--- Required work ---
Pull out every line of the items below that contains the string "distant", matching case exactly.

--- Record excerpts ---
++++++

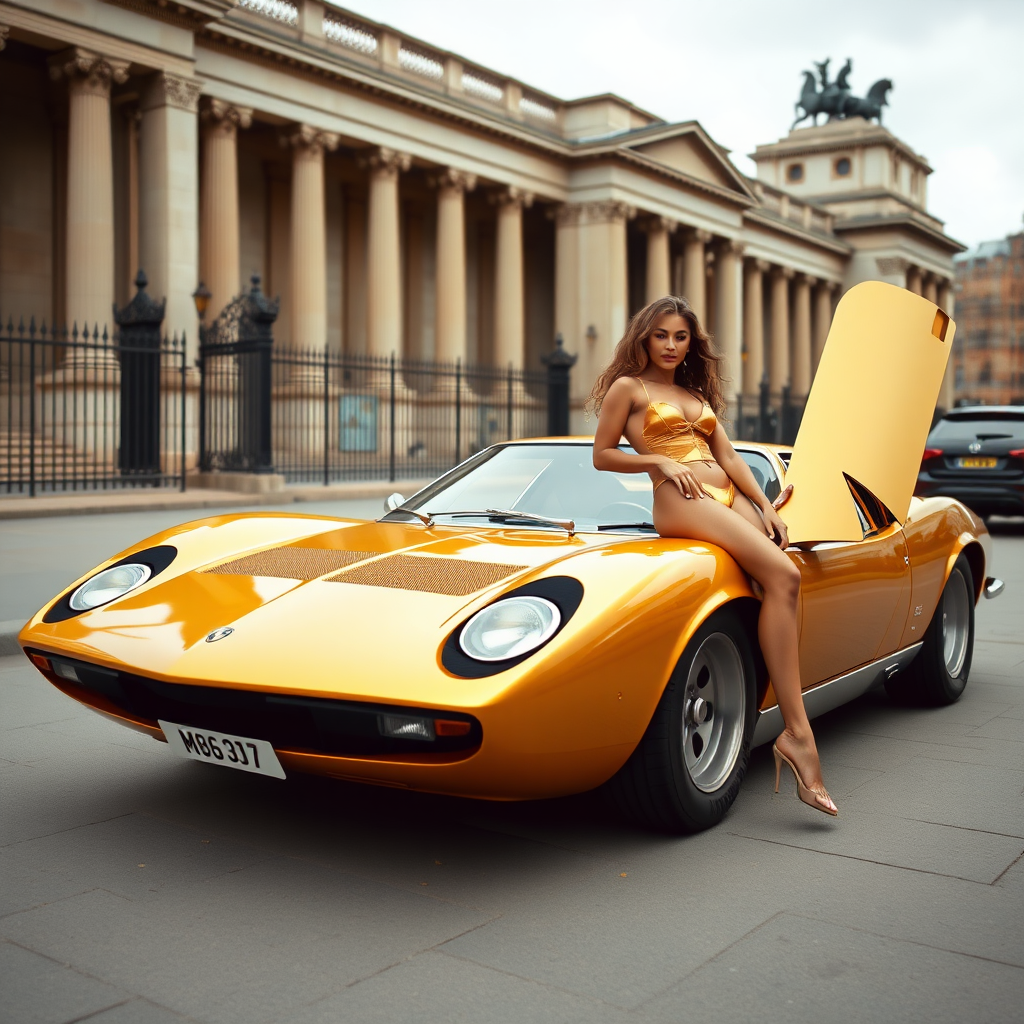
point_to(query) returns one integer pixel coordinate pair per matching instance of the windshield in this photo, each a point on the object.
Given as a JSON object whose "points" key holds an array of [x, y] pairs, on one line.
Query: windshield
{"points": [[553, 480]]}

++++++

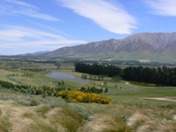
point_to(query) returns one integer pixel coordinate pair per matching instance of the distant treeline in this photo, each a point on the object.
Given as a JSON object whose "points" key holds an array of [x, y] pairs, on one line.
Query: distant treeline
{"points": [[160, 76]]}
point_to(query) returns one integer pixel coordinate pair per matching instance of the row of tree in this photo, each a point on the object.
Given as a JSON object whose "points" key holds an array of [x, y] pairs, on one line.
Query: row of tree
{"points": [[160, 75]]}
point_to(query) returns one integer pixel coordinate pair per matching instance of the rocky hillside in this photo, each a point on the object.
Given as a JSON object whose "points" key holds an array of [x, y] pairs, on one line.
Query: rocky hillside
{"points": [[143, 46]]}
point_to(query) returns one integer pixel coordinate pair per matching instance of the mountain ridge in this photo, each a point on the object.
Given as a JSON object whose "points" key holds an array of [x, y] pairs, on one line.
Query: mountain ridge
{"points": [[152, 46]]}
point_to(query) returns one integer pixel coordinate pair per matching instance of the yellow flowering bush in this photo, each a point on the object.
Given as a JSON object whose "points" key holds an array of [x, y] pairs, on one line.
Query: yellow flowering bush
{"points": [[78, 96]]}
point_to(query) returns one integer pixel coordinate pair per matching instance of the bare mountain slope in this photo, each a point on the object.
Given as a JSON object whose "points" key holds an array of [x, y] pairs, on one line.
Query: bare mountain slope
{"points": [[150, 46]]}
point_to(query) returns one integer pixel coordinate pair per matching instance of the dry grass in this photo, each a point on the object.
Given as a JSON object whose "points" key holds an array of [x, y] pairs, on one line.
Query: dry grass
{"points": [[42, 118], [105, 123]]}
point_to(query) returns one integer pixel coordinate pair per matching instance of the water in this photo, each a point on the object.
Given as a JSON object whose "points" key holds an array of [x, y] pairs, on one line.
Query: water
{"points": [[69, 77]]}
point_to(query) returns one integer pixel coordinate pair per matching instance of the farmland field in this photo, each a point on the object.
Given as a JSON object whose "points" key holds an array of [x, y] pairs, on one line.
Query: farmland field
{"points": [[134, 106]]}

++++++

--- Reply ---
point_to(query) returns one integer pixel coordinate pair per matching instance of the distant treeline in this photo, each a point on the object.
Query: distant treeline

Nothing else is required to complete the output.